- [AIM OF THE EXERCISE]: Copy every line of the records below that holds the word "mantel".

===== DATA FOR THE TASK

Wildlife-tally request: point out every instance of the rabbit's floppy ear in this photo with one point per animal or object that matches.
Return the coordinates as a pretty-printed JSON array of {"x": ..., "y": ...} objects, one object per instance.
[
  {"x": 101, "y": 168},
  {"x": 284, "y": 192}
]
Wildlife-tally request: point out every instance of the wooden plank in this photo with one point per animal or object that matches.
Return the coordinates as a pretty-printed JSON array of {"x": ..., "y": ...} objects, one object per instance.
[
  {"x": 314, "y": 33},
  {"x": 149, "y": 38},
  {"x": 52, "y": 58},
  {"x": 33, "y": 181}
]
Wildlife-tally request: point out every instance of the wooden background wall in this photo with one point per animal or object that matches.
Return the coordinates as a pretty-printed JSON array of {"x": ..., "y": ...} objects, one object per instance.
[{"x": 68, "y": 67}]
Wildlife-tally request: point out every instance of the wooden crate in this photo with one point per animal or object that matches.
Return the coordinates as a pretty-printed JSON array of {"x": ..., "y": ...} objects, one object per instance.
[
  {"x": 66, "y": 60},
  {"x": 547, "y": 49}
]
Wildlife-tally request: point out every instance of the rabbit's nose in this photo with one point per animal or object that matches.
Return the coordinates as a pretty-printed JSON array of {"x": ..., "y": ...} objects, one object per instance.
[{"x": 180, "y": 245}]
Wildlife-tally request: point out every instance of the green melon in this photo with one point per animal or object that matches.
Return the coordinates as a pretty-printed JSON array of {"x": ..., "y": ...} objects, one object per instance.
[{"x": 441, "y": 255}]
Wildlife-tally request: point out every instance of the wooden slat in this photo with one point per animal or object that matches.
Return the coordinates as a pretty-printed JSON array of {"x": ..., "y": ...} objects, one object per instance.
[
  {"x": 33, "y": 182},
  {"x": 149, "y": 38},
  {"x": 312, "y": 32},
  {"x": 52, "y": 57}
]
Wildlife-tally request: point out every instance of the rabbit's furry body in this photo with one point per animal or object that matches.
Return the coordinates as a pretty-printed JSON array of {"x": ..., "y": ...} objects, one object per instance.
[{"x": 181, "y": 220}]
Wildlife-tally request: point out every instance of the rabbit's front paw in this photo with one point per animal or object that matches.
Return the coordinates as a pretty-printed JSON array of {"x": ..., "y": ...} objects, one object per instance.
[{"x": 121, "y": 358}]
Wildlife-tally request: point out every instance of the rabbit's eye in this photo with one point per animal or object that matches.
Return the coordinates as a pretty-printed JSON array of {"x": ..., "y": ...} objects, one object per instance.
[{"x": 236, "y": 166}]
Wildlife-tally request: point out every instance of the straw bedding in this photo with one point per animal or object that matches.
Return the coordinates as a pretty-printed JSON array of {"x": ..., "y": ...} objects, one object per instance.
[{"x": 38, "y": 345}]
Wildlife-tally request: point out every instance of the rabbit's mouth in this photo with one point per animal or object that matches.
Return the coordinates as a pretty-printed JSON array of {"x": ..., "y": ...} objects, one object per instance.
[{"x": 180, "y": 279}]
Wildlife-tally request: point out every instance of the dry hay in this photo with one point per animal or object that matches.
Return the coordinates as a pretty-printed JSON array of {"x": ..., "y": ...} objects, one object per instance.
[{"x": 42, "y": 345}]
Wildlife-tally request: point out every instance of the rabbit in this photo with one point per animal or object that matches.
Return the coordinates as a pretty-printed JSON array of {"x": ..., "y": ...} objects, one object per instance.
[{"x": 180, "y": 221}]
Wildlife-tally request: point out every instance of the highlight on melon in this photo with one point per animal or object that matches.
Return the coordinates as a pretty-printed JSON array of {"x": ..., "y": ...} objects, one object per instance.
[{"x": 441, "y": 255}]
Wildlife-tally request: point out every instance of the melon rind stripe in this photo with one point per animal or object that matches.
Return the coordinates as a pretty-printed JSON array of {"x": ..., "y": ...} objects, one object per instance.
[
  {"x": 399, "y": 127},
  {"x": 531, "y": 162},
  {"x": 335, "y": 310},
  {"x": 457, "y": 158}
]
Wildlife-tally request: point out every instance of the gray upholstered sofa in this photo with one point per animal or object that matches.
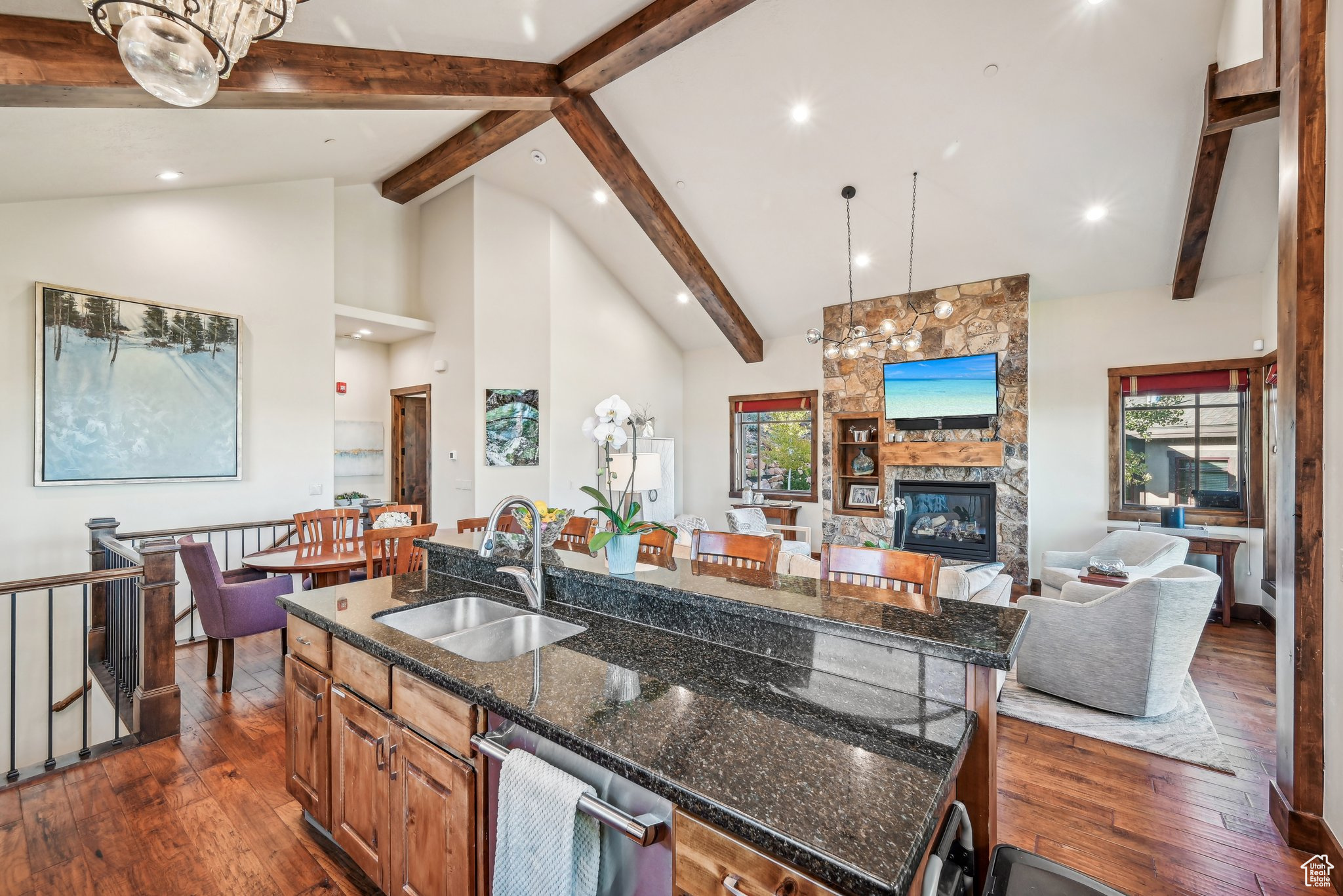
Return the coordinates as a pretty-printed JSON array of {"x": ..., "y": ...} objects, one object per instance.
[
  {"x": 1144, "y": 554},
  {"x": 1125, "y": 649}
]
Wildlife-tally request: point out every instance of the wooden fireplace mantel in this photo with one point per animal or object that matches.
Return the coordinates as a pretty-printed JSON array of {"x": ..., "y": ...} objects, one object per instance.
[{"x": 942, "y": 454}]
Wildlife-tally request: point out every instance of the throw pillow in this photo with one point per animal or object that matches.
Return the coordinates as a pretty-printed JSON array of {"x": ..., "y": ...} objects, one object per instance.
[
  {"x": 748, "y": 522},
  {"x": 982, "y": 575}
]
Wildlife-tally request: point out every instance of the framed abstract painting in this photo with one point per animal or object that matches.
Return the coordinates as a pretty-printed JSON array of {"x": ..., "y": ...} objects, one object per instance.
[{"x": 134, "y": 391}]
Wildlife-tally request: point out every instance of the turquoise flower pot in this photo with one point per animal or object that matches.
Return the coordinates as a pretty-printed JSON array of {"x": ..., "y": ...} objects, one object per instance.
[{"x": 622, "y": 554}]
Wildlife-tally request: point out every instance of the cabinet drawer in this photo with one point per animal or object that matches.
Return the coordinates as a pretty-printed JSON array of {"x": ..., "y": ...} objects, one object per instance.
[
  {"x": 367, "y": 676},
  {"x": 311, "y": 644},
  {"x": 434, "y": 712},
  {"x": 707, "y": 856}
]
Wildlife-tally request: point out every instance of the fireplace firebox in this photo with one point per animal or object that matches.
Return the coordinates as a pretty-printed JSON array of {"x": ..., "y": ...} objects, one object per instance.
[{"x": 957, "y": 520}]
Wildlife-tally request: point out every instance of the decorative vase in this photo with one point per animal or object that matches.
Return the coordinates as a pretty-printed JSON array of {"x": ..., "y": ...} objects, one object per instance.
[
  {"x": 622, "y": 554},
  {"x": 861, "y": 464}
]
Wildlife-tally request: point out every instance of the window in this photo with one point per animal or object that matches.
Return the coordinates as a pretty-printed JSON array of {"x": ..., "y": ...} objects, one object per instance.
[
  {"x": 1188, "y": 436},
  {"x": 774, "y": 445}
]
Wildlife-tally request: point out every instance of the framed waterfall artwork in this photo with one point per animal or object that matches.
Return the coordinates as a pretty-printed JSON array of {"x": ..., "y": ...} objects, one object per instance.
[
  {"x": 134, "y": 391},
  {"x": 512, "y": 427}
]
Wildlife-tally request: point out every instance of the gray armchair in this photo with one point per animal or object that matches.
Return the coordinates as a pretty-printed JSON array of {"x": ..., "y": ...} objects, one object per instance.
[
  {"x": 1144, "y": 554},
  {"x": 1125, "y": 649}
]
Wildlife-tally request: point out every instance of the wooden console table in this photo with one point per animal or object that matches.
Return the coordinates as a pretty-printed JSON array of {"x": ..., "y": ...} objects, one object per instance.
[
  {"x": 1222, "y": 547},
  {"x": 784, "y": 515}
]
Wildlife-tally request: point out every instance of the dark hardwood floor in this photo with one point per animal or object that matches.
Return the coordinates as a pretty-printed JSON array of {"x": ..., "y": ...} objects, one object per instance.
[{"x": 207, "y": 813}]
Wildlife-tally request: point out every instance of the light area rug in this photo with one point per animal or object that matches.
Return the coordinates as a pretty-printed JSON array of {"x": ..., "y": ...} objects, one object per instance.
[{"x": 1186, "y": 732}]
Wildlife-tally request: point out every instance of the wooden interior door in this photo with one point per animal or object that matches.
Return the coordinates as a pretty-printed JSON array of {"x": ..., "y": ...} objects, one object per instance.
[
  {"x": 411, "y": 448},
  {"x": 308, "y": 738},
  {"x": 360, "y": 782},
  {"x": 433, "y": 824}
]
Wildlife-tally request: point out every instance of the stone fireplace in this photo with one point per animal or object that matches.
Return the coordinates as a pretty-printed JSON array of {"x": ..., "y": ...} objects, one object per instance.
[
  {"x": 989, "y": 316},
  {"x": 955, "y": 522}
]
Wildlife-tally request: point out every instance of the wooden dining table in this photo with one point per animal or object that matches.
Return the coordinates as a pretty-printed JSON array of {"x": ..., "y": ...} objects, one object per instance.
[{"x": 327, "y": 562}]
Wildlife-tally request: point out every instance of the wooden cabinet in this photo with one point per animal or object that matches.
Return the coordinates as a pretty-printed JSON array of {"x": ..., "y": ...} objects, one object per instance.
[
  {"x": 706, "y": 857},
  {"x": 360, "y": 786},
  {"x": 308, "y": 696},
  {"x": 433, "y": 820}
]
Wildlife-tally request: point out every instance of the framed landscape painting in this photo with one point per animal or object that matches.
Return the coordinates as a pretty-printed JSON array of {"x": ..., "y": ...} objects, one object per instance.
[
  {"x": 512, "y": 427},
  {"x": 134, "y": 391}
]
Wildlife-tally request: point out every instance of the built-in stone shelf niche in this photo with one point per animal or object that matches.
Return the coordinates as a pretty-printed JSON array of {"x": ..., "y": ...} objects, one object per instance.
[{"x": 989, "y": 316}]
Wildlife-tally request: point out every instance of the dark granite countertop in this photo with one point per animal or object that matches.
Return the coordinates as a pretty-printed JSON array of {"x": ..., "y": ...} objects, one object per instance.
[
  {"x": 841, "y": 778},
  {"x": 975, "y": 633}
]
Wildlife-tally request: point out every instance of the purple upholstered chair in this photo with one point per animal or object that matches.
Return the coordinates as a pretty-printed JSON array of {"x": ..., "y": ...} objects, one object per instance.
[{"x": 231, "y": 605}]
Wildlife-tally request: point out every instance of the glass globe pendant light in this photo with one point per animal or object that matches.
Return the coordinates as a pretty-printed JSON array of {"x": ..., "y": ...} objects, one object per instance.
[
  {"x": 857, "y": 339},
  {"x": 180, "y": 50}
]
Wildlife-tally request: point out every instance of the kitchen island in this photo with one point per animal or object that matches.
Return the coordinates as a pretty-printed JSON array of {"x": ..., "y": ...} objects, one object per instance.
[{"x": 810, "y": 728}]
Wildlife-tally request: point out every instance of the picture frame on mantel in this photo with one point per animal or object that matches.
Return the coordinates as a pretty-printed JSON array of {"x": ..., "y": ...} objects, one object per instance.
[{"x": 130, "y": 390}]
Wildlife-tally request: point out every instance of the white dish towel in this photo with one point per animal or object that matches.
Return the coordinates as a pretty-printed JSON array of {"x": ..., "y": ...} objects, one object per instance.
[{"x": 546, "y": 846}]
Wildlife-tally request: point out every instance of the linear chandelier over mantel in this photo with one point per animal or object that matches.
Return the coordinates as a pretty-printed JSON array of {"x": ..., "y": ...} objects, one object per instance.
[
  {"x": 163, "y": 43},
  {"x": 857, "y": 339}
]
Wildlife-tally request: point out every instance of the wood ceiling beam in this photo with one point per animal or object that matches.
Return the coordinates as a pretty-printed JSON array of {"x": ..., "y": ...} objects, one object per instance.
[
  {"x": 605, "y": 148},
  {"x": 1259, "y": 75},
  {"x": 489, "y": 133},
  {"x": 645, "y": 35},
  {"x": 1220, "y": 119},
  {"x": 54, "y": 62}
]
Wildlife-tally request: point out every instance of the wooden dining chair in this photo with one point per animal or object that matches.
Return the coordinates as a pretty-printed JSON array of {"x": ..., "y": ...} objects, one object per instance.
[
  {"x": 656, "y": 549},
  {"x": 331, "y": 524},
  {"x": 880, "y": 568},
  {"x": 393, "y": 551},
  {"x": 742, "y": 551},
  {"x": 578, "y": 531},
  {"x": 479, "y": 523},
  {"x": 414, "y": 511}
]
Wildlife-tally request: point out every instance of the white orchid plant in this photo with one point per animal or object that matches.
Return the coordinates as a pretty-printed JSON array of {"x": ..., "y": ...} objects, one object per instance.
[{"x": 607, "y": 430}]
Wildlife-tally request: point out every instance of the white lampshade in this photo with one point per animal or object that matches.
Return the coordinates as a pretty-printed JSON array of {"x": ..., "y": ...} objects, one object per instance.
[{"x": 648, "y": 472}]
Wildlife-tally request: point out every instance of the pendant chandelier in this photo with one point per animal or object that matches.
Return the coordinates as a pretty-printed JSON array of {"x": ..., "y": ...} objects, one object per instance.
[
  {"x": 179, "y": 50},
  {"x": 857, "y": 339}
]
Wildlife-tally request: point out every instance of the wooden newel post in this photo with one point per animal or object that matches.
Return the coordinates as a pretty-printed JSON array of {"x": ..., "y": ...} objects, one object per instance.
[
  {"x": 157, "y": 696},
  {"x": 98, "y": 528}
]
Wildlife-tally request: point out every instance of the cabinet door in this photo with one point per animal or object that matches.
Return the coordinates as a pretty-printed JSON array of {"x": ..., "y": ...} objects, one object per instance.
[
  {"x": 308, "y": 738},
  {"x": 359, "y": 782},
  {"x": 433, "y": 830}
]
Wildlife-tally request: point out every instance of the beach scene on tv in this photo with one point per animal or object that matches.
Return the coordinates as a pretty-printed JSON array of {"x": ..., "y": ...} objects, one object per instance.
[{"x": 943, "y": 387}]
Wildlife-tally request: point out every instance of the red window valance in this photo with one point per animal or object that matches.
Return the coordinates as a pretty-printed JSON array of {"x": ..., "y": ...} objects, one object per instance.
[
  {"x": 1186, "y": 383},
  {"x": 802, "y": 403}
]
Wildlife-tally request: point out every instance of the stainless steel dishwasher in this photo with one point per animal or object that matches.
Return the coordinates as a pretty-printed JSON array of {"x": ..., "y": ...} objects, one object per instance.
[{"x": 626, "y": 811}]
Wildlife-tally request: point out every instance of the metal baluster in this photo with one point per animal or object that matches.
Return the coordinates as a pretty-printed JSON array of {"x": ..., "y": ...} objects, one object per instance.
[
  {"x": 84, "y": 676},
  {"x": 14, "y": 671},
  {"x": 51, "y": 676}
]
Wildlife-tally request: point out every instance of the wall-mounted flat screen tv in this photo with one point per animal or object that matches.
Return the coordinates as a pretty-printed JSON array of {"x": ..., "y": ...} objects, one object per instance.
[{"x": 940, "y": 389}]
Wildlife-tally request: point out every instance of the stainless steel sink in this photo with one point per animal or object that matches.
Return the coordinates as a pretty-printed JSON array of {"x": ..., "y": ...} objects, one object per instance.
[
  {"x": 508, "y": 638},
  {"x": 437, "y": 619},
  {"x": 480, "y": 629}
]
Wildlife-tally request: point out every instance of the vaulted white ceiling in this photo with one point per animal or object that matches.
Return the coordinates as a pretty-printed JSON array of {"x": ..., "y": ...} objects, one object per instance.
[{"x": 1089, "y": 104}]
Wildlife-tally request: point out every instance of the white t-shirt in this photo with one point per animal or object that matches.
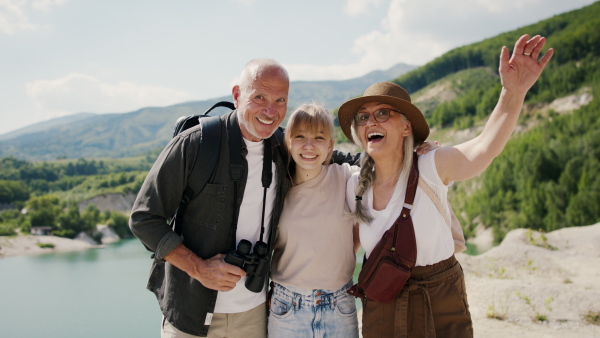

==========

- [WRITTEN ANSWER]:
Wildlife-tally request: point out every instance of the wooden fireplace mantel in this photo with one point per animal or object that matches.
Wildlife-tally request: point out every instance of the picture frame on mantel in this photo with one point per animal or object that matches.
Wildlife-tally request: point out every instance of the linear chandelier over mantel in this photo with one point per animal or object that matches.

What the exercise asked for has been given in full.